◆ **Direction**: Report every line in the items below that contains the string "seat", copying each line in full. Case counts.

-- begin Task inputs --

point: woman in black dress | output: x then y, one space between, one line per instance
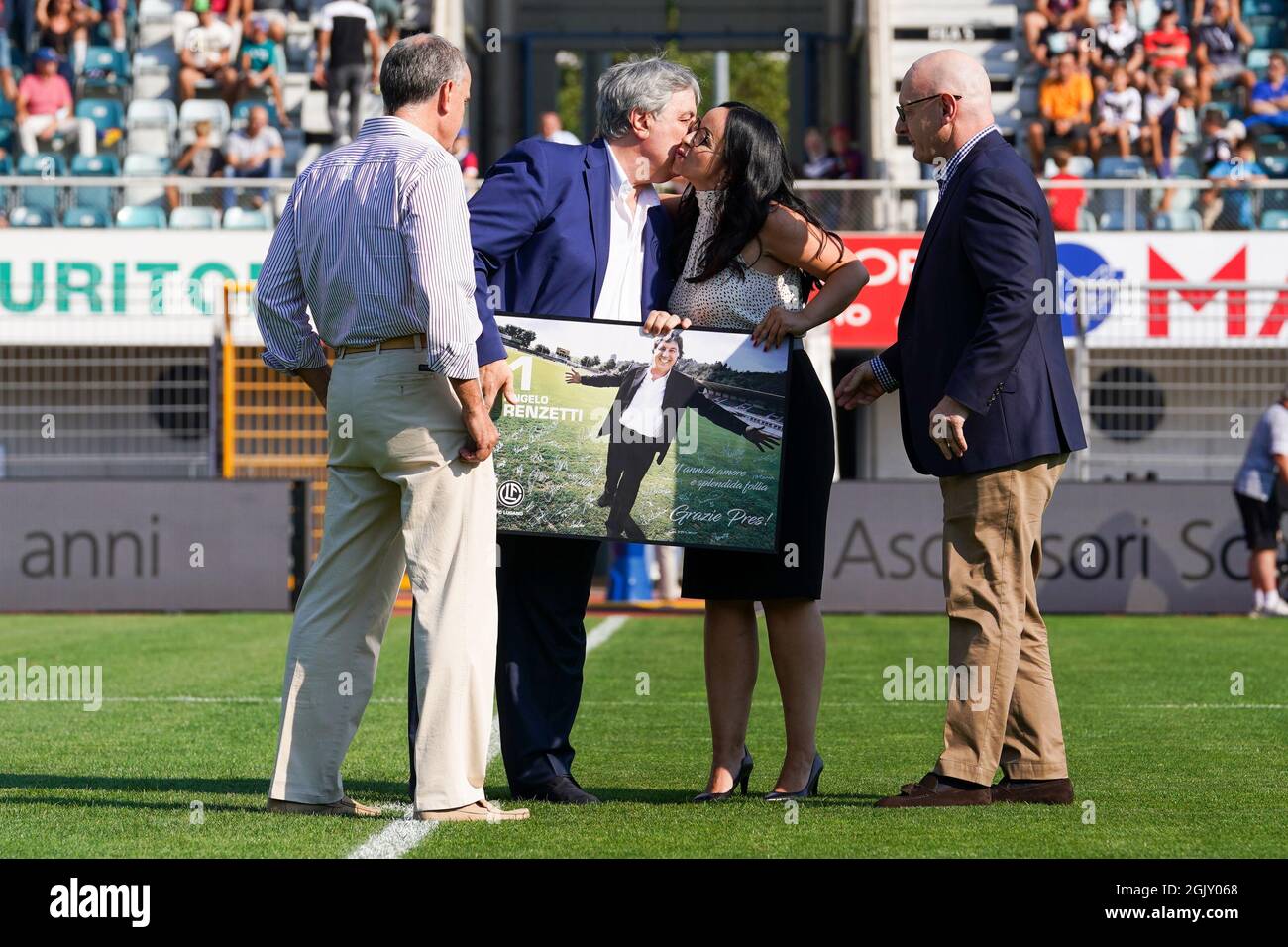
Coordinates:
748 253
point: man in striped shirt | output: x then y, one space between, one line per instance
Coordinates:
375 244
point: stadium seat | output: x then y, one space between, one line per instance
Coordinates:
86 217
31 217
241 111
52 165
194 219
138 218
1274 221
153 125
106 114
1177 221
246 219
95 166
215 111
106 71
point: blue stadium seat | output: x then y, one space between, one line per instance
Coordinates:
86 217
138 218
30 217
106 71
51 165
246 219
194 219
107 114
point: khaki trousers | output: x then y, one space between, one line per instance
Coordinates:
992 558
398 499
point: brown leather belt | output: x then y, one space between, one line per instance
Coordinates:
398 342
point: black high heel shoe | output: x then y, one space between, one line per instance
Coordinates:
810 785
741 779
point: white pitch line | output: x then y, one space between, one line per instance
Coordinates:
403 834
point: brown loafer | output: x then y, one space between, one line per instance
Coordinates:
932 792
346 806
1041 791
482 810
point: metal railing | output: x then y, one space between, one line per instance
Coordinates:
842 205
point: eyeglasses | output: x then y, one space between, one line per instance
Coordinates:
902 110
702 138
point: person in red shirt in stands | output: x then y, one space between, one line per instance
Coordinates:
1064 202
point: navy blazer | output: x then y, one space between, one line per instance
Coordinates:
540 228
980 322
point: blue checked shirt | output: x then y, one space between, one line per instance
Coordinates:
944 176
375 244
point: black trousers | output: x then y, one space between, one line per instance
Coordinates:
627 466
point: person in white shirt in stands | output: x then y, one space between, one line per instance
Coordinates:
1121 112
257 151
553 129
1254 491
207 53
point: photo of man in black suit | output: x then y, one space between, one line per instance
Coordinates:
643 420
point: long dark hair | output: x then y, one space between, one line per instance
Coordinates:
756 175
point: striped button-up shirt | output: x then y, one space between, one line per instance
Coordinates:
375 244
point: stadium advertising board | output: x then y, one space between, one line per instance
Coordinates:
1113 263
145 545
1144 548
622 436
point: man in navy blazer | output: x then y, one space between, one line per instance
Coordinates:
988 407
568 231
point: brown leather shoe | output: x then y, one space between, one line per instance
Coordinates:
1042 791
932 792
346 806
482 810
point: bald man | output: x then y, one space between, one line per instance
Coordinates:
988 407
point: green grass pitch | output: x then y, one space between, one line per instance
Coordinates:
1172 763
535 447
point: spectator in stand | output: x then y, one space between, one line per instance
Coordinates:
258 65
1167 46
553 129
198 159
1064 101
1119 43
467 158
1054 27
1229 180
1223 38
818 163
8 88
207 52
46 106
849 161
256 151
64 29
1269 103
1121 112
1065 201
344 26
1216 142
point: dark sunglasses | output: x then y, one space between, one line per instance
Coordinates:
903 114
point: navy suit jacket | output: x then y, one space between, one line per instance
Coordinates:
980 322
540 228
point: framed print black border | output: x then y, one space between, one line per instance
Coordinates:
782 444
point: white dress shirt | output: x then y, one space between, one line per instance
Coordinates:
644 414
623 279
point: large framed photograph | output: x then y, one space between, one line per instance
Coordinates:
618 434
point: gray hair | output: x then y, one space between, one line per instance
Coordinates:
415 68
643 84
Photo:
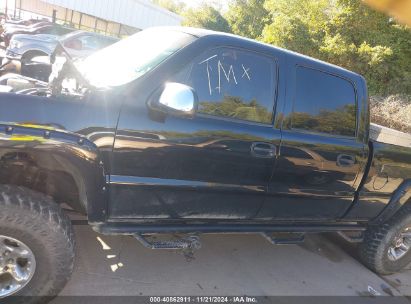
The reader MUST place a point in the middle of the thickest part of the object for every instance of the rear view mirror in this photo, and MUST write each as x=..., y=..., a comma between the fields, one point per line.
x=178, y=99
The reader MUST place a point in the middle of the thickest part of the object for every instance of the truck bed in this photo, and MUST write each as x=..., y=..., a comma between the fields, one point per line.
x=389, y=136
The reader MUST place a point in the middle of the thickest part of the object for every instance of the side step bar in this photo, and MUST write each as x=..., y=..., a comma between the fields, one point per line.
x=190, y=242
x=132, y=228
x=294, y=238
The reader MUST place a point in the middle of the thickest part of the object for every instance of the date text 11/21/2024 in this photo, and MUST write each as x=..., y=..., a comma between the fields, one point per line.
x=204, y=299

-- end Task inputs --
-- begin Task inputs --

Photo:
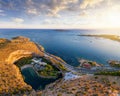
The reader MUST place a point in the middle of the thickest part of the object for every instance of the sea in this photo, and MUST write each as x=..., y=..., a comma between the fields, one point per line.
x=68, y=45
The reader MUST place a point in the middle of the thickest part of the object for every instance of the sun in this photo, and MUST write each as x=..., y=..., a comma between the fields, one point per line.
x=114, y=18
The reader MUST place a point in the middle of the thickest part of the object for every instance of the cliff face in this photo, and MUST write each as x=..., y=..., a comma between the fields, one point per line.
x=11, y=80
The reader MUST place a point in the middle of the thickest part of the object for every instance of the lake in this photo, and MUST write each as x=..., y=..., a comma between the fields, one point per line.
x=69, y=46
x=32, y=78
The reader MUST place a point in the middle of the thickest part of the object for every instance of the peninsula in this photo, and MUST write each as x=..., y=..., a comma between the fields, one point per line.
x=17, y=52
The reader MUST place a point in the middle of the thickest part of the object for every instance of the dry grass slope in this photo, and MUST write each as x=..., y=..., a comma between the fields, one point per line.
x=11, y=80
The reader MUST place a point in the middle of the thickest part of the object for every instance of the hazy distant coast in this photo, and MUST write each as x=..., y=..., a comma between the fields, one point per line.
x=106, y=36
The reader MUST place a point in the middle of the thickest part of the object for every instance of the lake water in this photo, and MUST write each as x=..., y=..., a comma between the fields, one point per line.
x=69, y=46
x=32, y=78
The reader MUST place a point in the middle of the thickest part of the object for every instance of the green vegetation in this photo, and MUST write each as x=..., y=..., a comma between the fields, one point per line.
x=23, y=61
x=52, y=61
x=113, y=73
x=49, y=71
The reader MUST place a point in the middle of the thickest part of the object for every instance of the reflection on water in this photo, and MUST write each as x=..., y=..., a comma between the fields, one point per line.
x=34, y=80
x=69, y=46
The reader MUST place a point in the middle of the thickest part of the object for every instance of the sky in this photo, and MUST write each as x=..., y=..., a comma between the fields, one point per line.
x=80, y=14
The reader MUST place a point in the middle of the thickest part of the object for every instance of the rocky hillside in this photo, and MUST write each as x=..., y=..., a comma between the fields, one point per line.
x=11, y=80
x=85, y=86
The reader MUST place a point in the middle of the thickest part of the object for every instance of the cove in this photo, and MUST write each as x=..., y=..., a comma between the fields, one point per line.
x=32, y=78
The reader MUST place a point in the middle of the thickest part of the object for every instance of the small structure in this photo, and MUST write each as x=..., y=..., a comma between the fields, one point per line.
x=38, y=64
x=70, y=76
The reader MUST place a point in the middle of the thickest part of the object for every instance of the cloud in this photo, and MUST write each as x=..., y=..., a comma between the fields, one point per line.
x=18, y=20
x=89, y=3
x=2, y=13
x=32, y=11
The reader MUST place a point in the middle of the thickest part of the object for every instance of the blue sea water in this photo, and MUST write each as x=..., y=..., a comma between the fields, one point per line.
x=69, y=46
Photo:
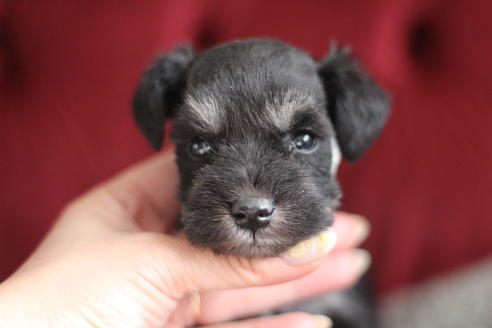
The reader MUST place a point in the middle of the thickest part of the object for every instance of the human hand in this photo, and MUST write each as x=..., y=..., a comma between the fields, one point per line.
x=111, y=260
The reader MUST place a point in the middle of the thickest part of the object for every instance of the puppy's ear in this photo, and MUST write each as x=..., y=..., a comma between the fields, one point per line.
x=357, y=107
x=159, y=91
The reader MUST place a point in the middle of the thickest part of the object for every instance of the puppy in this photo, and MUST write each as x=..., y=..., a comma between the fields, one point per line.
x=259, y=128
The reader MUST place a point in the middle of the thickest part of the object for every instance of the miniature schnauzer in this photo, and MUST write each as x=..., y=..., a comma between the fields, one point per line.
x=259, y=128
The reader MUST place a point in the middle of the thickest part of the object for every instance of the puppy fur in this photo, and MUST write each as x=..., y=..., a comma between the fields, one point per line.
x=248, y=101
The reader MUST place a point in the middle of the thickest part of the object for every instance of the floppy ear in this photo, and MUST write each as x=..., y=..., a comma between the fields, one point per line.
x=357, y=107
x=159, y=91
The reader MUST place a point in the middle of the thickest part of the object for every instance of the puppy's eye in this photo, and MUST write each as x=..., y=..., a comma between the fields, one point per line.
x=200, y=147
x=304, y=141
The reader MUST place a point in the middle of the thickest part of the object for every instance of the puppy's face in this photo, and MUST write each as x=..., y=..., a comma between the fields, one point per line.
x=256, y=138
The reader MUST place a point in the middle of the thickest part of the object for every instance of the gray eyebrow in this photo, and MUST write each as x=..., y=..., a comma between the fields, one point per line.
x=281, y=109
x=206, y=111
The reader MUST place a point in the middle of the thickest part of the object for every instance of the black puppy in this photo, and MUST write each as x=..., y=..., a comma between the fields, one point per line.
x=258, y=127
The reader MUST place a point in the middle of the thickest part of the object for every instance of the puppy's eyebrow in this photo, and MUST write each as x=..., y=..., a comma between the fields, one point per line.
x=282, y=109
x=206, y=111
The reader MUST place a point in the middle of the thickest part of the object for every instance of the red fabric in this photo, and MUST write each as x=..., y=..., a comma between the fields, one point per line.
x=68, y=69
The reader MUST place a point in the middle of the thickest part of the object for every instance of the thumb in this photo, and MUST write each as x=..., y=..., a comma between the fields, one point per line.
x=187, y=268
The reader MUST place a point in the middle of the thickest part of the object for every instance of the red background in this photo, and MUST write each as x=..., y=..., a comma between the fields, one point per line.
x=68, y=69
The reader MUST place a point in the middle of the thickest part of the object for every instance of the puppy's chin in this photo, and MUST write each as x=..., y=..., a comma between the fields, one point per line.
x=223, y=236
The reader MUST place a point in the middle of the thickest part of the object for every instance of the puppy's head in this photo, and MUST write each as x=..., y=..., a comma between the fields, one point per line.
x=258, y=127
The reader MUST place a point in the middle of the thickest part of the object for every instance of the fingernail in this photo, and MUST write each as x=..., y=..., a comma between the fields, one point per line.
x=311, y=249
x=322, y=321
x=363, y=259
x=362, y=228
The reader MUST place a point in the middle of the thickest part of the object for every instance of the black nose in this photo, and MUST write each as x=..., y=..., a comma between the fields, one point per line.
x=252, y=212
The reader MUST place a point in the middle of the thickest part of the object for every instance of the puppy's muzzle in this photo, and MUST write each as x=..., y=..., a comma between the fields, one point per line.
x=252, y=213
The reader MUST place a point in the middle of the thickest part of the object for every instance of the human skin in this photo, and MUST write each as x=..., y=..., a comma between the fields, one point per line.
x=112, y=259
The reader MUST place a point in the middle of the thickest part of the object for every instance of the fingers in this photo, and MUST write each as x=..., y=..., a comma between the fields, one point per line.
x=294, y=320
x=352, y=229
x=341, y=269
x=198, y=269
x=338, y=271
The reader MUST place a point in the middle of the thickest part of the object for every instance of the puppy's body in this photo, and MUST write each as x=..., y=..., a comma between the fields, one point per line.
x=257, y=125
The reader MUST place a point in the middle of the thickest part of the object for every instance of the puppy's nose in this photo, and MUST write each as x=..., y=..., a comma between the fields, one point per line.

-- end Task inputs --
-- begin Task inputs --

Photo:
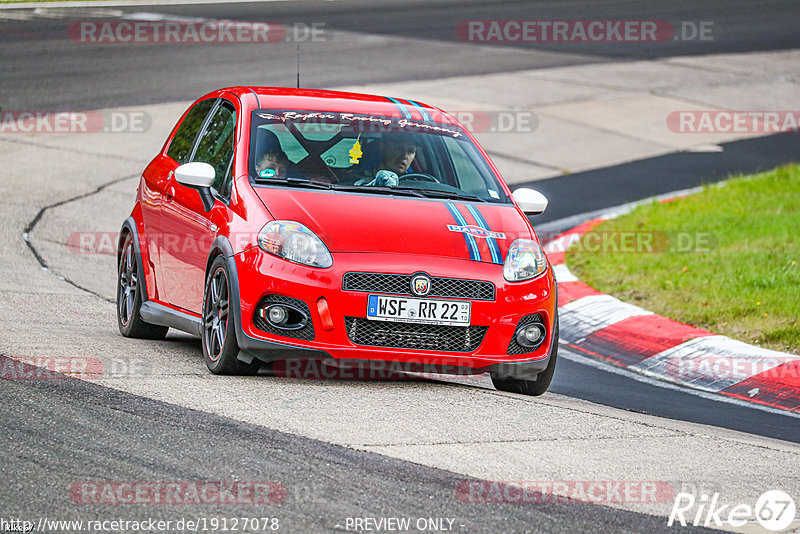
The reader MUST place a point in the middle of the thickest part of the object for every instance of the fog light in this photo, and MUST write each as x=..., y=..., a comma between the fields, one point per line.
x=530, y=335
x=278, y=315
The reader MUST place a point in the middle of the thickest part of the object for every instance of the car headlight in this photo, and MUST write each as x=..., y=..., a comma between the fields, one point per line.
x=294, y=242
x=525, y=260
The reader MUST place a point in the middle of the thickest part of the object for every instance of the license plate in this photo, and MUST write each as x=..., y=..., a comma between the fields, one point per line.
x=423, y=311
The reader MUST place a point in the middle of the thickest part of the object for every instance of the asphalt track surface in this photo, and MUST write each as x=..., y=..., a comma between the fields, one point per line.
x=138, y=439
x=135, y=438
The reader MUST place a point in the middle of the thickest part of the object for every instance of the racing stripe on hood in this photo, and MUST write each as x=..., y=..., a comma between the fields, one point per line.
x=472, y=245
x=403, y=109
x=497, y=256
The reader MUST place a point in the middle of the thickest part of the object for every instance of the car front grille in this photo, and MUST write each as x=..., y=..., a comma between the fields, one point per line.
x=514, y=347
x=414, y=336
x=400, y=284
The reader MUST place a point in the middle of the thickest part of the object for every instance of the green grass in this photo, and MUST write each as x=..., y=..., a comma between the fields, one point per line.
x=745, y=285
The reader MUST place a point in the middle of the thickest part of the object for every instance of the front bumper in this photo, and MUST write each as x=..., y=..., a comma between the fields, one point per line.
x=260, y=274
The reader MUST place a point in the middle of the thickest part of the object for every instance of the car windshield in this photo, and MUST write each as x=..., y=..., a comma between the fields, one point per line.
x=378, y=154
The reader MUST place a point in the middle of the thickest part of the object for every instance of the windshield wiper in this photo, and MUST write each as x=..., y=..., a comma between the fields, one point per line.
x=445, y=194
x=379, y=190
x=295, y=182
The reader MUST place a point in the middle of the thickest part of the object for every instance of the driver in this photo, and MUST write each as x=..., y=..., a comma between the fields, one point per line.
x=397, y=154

-- end Task inputs --

◆ **Answer for the task**:
point: stadium seat | output: x then y, one space between, one line per instance
point: blue stadium seat | output: x then y, one space between, one line per instance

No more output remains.